• Task inputs:
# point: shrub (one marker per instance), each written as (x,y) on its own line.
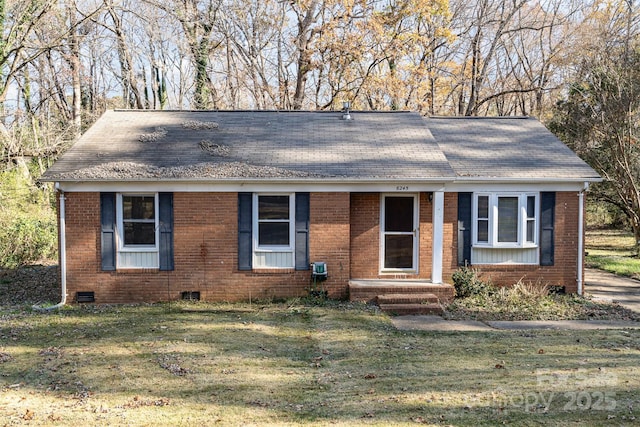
(27,239)
(467,283)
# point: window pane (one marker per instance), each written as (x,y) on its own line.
(138,207)
(398,214)
(398,252)
(273,207)
(507,219)
(139,233)
(483,230)
(273,234)
(531,207)
(531,228)
(483,206)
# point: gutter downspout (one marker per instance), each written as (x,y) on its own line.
(581,238)
(63,255)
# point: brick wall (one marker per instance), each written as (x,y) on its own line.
(205,251)
(563,272)
(344,233)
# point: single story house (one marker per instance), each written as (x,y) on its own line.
(237,205)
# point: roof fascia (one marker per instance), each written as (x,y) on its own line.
(257,186)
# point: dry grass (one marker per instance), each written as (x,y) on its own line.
(291,364)
(612,251)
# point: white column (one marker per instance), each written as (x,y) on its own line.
(438,235)
(580,265)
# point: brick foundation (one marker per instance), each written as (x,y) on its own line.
(344,232)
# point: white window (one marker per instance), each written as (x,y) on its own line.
(506,220)
(273,230)
(137,222)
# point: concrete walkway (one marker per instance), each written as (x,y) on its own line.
(599,285)
(604,286)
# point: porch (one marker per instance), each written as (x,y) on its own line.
(402,297)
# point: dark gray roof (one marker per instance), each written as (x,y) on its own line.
(139,145)
(506,148)
(270,145)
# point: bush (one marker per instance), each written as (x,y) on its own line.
(467,283)
(27,239)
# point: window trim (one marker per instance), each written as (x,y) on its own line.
(257,248)
(120,225)
(493,198)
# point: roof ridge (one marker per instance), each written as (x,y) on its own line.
(481,117)
(125,110)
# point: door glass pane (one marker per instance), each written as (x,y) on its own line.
(398,252)
(531,228)
(398,214)
(531,206)
(483,230)
(138,207)
(483,206)
(273,233)
(273,207)
(507,219)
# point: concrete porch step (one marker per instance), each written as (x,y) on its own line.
(369,290)
(417,298)
(407,309)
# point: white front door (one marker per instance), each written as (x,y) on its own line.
(399,233)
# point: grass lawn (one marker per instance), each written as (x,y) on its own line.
(612,250)
(290,364)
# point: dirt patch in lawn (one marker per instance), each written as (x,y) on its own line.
(38,284)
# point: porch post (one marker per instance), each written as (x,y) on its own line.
(438,233)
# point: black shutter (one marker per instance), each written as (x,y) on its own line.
(464,228)
(165,201)
(547,221)
(245,226)
(302,231)
(108,231)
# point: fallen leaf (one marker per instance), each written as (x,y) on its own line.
(28,415)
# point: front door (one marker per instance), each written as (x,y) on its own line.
(399,233)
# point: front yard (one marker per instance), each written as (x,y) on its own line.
(289,364)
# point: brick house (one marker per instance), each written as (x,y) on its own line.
(159,205)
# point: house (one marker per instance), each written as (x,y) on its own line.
(236,205)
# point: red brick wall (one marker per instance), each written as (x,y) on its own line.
(564,270)
(205,248)
(365,237)
(344,232)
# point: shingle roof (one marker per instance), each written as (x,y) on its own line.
(138,145)
(506,148)
(271,145)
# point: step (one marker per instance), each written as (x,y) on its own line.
(407,309)
(404,298)
(368,290)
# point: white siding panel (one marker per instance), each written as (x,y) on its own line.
(273,260)
(138,260)
(504,256)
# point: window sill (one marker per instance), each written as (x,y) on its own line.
(504,247)
(274,270)
(136,270)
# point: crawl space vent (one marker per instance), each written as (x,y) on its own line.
(191,295)
(85,296)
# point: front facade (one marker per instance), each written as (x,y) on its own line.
(231,206)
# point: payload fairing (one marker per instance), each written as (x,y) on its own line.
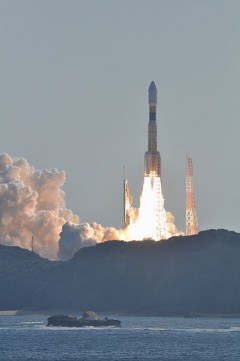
(151,215)
(152,160)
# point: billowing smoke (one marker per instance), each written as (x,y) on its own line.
(32,204)
(76,236)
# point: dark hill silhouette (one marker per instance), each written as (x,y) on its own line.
(21,273)
(182,276)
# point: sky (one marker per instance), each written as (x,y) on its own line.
(74,95)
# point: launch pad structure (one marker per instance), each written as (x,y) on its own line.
(149,220)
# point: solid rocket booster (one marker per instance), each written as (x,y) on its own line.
(152,159)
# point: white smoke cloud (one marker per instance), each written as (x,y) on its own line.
(76,236)
(32,203)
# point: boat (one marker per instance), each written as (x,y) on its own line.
(89,318)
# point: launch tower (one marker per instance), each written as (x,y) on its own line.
(191,214)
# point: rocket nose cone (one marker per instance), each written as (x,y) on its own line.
(152,93)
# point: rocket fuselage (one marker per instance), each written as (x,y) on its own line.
(152,159)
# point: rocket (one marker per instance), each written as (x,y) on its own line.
(152,159)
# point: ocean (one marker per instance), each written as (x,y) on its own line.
(26,337)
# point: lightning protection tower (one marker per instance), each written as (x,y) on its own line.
(191,214)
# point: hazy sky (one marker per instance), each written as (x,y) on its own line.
(74,78)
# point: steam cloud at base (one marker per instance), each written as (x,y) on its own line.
(32,203)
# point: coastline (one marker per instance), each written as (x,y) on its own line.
(110,313)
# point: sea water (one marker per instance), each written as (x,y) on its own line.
(27,337)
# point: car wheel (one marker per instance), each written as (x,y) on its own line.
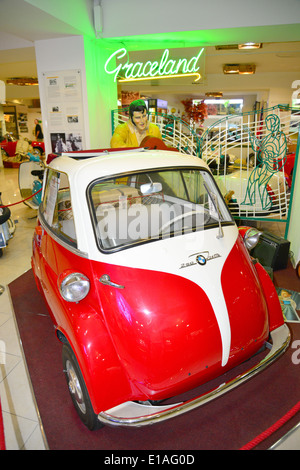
(4,215)
(78,390)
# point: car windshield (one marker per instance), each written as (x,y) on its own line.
(153,205)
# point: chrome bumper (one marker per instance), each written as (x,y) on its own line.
(132,414)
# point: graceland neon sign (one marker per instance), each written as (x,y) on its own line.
(165,68)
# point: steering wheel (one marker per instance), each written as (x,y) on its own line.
(182,216)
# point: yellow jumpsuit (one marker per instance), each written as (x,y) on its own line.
(125,135)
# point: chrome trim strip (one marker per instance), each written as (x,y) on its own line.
(136,414)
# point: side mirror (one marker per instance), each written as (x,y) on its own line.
(150,188)
(251,238)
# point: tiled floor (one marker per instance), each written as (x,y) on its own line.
(21,421)
(22,426)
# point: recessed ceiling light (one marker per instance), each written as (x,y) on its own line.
(242,69)
(250,45)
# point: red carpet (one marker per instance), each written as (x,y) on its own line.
(229,422)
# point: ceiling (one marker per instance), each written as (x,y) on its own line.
(17,54)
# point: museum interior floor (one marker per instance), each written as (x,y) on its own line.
(22,426)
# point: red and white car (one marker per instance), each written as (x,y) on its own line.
(149,284)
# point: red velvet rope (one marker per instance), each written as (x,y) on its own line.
(261,437)
(19,202)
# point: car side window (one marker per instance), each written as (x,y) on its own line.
(56,207)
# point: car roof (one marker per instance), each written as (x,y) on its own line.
(93,165)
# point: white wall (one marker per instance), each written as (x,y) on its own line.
(133,17)
(60,55)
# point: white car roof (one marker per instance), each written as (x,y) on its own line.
(93,165)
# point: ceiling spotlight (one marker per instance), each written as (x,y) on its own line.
(231,68)
(22,81)
(214,94)
(246,69)
(242,69)
(250,45)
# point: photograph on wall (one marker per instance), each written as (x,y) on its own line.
(65,110)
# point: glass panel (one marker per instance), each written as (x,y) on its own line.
(155,205)
(57,207)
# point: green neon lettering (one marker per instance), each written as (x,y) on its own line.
(144,73)
(127,67)
(163,60)
(154,65)
(168,70)
(180,63)
(193,62)
(134,74)
(118,55)
(165,67)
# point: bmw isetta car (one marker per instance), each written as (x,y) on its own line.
(149,283)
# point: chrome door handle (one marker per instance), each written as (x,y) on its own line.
(105,279)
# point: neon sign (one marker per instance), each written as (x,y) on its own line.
(165,68)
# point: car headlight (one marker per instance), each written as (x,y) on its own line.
(74,287)
(251,238)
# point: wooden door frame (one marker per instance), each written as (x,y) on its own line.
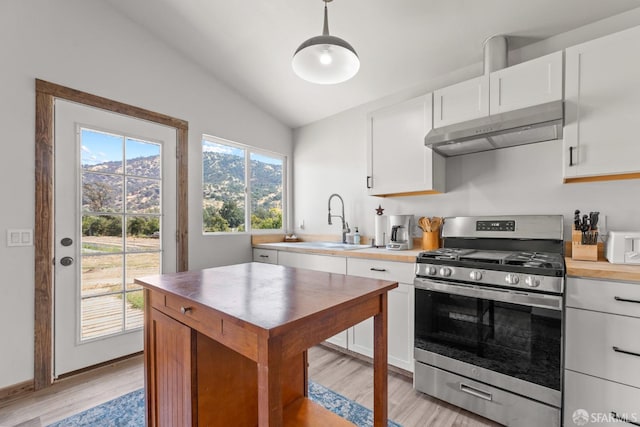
(46,94)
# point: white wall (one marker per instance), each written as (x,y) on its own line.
(329,157)
(87,46)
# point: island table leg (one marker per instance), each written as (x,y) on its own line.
(270,409)
(380,385)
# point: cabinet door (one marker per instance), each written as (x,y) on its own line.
(603,345)
(398,160)
(599,402)
(400,324)
(602,106)
(461,102)
(172,370)
(523,85)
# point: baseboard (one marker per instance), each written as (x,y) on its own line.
(15,391)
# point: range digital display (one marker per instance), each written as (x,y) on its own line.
(509,225)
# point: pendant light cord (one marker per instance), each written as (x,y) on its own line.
(325,29)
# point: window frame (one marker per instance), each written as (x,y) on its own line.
(248,150)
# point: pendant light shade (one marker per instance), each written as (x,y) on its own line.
(325,59)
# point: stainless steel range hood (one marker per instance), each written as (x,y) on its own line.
(525,126)
(533,124)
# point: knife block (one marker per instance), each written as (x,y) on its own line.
(582,252)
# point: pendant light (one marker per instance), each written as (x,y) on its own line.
(325,59)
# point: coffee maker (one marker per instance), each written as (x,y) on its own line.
(400,232)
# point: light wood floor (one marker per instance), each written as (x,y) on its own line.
(345,375)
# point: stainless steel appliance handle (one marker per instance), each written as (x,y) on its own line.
(617,298)
(619,350)
(475,392)
(552,302)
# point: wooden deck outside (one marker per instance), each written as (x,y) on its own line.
(104,316)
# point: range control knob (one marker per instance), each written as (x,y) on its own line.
(475,275)
(445,271)
(512,279)
(532,281)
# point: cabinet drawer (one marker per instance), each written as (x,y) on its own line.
(599,399)
(269,256)
(609,297)
(603,345)
(329,264)
(402,272)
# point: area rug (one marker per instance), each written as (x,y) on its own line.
(128,410)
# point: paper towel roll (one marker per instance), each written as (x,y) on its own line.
(380,231)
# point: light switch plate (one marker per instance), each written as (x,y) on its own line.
(19,237)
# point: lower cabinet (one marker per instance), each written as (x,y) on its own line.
(602,353)
(400,311)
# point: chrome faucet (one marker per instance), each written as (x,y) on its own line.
(345,225)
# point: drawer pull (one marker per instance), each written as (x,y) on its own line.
(623,419)
(475,392)
(619,350)
(626,300)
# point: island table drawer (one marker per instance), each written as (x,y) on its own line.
(206,322)
(402,272)
(269,256)
(603,345)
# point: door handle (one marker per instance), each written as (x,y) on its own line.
(623,419)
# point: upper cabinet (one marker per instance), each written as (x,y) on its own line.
(398,161)
(523,85)
(527,84)
(461,102)
(602,106)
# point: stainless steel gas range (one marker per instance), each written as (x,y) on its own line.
(488,318)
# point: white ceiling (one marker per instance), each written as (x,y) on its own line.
(248,44)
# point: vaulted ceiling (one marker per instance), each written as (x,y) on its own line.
(248,44)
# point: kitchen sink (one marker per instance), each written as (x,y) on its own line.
(328,245)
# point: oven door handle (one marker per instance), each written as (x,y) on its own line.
(552,302)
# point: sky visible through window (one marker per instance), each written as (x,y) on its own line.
(100,147)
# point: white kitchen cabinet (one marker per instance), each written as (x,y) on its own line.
(602,93)
(602,350)
(400,311)
(398,161)
(329,264)
(526,84)
(268,256)
(463,101)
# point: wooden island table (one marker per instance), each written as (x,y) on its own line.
(228,345)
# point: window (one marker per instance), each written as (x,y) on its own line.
(242,187)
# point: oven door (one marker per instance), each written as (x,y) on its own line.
(508,339)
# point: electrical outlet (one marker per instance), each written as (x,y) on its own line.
(23,237)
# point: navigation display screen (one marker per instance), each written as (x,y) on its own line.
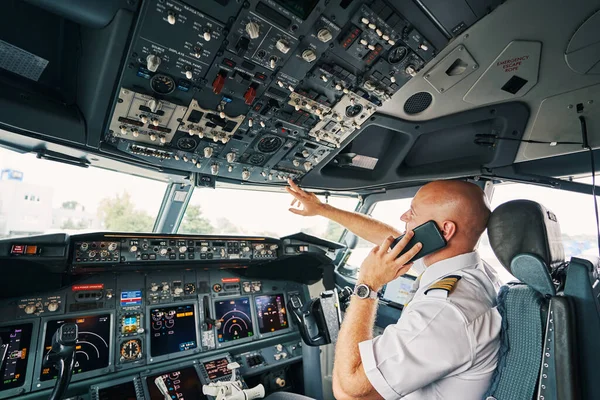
(236,322)
(124,391)
(92,349)
(217,368)
(271,313)
(183,384)
(398,291)
(131,298)
(173,329)
(14,353)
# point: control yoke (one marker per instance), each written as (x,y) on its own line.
(62,357)
(234,388)
(318,320)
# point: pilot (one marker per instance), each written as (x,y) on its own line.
(445,344)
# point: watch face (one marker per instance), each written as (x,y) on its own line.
(362,291)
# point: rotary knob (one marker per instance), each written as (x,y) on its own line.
(309,55)
(253,30)
(152,62)
(283,46)
(30,309)
(324,35)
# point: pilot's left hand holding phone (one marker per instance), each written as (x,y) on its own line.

• Directions: Omit the pictures and print again exactly the lines from the one with "# point: sky visible" through the final line of the entries, both ends included.

• Response for this exercise:
# point: sky visible through window (one marker per instance), each written as (x,y) on its own line.
(100,147)
# point: white kitchen cabinet (one marker per instance), each written as (x,y) on its own line.
(602,93)
(602,350)
(400,311)
(398,161)
(329,264)
(526,84)
(268,256)
(463,101)
# point: wooden island table (one marker per instance), each written as (x,y) on its own line.
(228,345)
# point: window (one marker per instance), each written as (x,y) on its own line.
(242,187)
# point: oven door (one marker per instance), each written as (x,y) on its own line.
(508,339)
# point: electrical outlet (one marker per instance), each written as (x,y) on its own line.
(23,237)
# point: navigation display screen (one marker per instance), each written as (x,y) on its own line.
(236,322)
(124,391)
(92,349)
(217,368)
(271,313)
(183,384)
(398,291)
(131,298)
(173,329)
(14,353)
# point: control yoke (one marker per instance), each written as (x,y) on its own line.
(62,357)
(234,388)
(318,320)
# point: pilot (one marker per instance), each written as (x,y) on its own line.
(445,344)
# point: watch face (one marker per instance), each written as (x,y) on its own line.
(362,291)
# point: rotary knob (one marker per instance), each written as (x,y) on its own line.
(309,55)
(253,30)
(152,62)
(283,46)
(30,309)
(324,35)
# point: pilot's left hand holding phone (one marker per instance), each written as (x,y) on its own line.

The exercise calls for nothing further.